■ Gegebener Auszug ■
····················
Danke für jede Hilfe.


----------



## JCODA (28. Jan 2019)

https://stackoverflow.com/questions/5849791/how-do-i-retrieve-a-php-variable-in-my-html-code

"echo" ist das Schlüsselwort.

Zudem: ich vermute, wenn du php-tags benutzt muss es eine .PHP Datei sein? Hier bin ich mir allerdings nicht 100%ig sicher.

Edit: laut https://www.ntchosting.com/encyclopedia/scripting-and-programming/php/php-in/
stimmt der letzte Teil: 


> *PHP in HTML - file extensions*
> When a given file contains PHP code, it must have a PHP extension. In most cases this is .php, but you can also configure the .htaccessfile to read the PHP code in the HTML file without renaming it or changing its extension.


----------



## Dimax (28. Jan 2019)

Danke für die Hilfe, wenn es reines php ist ,mache ich auch php 


Dimax hat gesagt.:


> die Daten verarbeitet loginDaten.php


Aber wenn ich nur ein Link auf der Seite einbaun möchte ,mit passenden Parametern, mache ich kein php File.
Hab mit echo ausprobiert, das Problem ist auf dem Foto .Und es werden keine Parameter weitergegeben.Also der Link bleib P= und nichts.


----------



## Dimax (28. Jan 2019)

Der Link nach dem Beispiel hab so gemacht`href="korrigieren.html?p="<?php echo $_GET["p"]; ?>"`


----------



## Dimax (28. Jan 2019)

oder besser JS benutzen ?


----------



## Robat (28. Jan 2019)

JS hat damit nichts am Hut.
Wenn du deine htaccess-Datei nicht so konfiguriert hast, dass sie aus HTML Dateien auch PHP Code gelesen werden kann, *musst* du als Endung .php haben.


----------



## Dimax (28. Jan 2019)

Danke Jungs für die Tipps,probiere etwas zu basteln. JCODA coole Seite mit Geschenken)).


----------



## Dimax (28. Jan 2019)

Ich formuliere meine Frage um..Wie kann ich die Parameter `[URL]http://$urlhost/intern/startInsert.html?sid=$sessionid&&p=$userid[/URL]"` auf meiner html Seite startInsert.html anzeigen oder besser ,eine andere Seite mit diesen Parametern verlinken? Also php geht nicht weil kein Zugriff auf htaccess.


----------



## Robat (28. Jan 2019)

Wurde doch schon beschrieben. So wie in dem link von @JCODA und indem du die Endung von HTML in php änderst. Du kannst ja trotzdem deinen HTML Code darin lassen...


----------



## Dimax (28. Jan 2019)

Es war aber so einfach))..Ist auch komisch php Datei fängt an mit <!DOCTYPE html>


----------
····················
■ Zeilen ■
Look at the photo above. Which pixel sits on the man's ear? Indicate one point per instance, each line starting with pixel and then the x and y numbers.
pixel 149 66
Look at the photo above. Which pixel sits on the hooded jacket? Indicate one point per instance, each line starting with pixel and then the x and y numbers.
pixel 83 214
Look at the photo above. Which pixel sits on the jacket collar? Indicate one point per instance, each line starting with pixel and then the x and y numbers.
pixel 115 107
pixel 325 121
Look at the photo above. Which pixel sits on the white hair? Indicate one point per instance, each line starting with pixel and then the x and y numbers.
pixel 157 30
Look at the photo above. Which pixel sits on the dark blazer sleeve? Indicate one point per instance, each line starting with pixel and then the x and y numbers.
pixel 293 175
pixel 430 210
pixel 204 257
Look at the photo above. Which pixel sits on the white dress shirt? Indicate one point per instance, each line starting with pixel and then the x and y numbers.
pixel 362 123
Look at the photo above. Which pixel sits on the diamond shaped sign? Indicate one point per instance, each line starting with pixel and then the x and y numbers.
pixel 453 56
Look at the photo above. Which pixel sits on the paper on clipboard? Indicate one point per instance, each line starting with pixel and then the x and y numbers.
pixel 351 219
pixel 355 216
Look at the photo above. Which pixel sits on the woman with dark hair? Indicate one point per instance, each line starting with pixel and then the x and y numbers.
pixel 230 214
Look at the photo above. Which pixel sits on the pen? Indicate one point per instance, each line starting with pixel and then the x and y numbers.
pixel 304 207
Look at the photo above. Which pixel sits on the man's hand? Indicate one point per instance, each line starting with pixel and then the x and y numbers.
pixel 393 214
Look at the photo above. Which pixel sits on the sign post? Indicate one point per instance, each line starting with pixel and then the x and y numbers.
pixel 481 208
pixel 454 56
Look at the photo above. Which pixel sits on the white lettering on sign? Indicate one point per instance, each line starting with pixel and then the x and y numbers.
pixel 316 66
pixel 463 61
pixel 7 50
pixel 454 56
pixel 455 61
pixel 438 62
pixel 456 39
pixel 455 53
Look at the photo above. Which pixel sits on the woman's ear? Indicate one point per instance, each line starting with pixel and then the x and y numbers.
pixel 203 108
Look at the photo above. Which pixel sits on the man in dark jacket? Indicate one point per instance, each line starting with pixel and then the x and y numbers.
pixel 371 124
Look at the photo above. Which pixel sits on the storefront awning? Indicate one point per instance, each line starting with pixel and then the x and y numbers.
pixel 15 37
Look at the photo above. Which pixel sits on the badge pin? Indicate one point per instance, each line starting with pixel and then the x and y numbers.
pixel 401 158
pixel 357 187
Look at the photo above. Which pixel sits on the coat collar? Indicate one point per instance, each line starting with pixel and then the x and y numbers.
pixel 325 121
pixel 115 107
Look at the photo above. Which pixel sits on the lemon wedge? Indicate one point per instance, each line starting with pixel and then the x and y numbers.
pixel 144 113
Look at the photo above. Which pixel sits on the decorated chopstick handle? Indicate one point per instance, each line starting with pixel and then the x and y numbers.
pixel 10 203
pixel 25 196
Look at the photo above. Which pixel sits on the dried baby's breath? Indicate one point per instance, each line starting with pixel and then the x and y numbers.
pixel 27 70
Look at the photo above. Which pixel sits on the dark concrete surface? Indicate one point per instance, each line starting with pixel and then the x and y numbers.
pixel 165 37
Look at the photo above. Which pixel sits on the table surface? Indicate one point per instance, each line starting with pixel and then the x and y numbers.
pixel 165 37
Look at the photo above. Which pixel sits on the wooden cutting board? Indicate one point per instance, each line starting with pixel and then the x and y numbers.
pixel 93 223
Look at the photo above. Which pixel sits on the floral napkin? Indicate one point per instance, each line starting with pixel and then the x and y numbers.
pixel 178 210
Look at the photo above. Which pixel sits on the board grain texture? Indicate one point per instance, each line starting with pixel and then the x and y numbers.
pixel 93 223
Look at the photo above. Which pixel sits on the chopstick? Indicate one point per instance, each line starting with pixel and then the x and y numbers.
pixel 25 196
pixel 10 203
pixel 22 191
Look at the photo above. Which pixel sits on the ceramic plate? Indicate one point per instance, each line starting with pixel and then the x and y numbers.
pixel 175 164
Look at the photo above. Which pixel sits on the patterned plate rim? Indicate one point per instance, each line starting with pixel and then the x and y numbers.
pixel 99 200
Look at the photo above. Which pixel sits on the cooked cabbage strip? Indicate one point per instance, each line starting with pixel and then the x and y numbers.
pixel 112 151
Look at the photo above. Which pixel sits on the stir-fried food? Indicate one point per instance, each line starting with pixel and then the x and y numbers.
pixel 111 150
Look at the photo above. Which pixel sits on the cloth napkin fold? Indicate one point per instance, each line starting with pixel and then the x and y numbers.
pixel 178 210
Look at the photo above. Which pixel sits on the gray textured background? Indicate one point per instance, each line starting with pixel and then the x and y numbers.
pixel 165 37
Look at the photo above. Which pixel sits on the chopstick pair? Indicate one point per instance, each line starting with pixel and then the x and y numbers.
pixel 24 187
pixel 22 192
····················
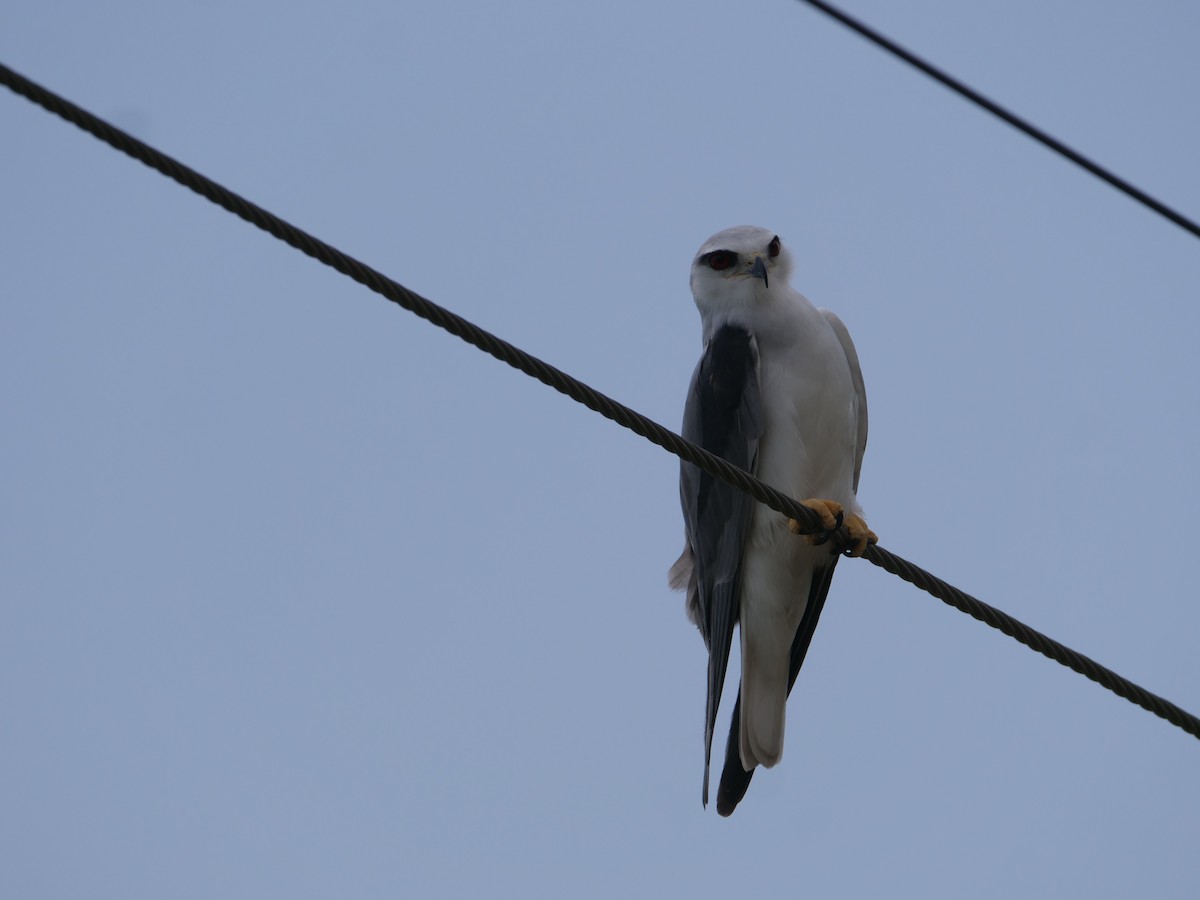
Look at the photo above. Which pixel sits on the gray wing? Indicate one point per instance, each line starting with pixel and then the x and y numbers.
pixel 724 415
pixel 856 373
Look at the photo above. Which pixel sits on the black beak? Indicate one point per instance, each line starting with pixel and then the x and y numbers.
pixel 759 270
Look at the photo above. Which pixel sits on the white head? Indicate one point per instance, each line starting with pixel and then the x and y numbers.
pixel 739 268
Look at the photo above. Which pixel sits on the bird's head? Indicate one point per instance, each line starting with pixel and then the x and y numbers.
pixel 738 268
····················
■ Zu erledigen ■
**A)** Entscheiden Sie für jede Aussage, ob sie mit dem Auszug übereinstimmt, und antworten Sie jeweils mit Ja oder Nein samt den entscheidenden Worten als wörtlichem Zitat. (i) Nach dem von JCODA zitierten Abschnitt muss eine Datei mit PHP-Code eine PHP-Endung haben. (ii) Robat rät, das Problem mit JS zu lösen. (iii) Dimax hat Zugriff auf die htaccess-Datei.
**B)** Womit beginnt laut Dimax im Auszug die PHP-Datei?
**C)** Bitte schreiben Sie aus dem Auszug den Abschnitt ab, der bei „Danke für jede“ beginnt und bei „ist das Schlüsselwort.“ endet.

■ Lösungen ■
**A)**
(i) Ja: „When a given file contains PHP code, it must have a PHP extension.“
(ii) Nein: „JS hat damit nichts am Hut.“
(iii) Nein: „Also php geht nicht weil kein Zugriff auf htaccess.“

**B)** Mit <!DOCTYPE html>.

**C)**
Danke für jede Hilfe.


----------



## JCODA (28. Jan 2019)

https://stackoverflow.com/questions/5849791/how-do-i-retrieve-a-php-variable-in-my-html-code

"echo" ist das Schlüsselwort.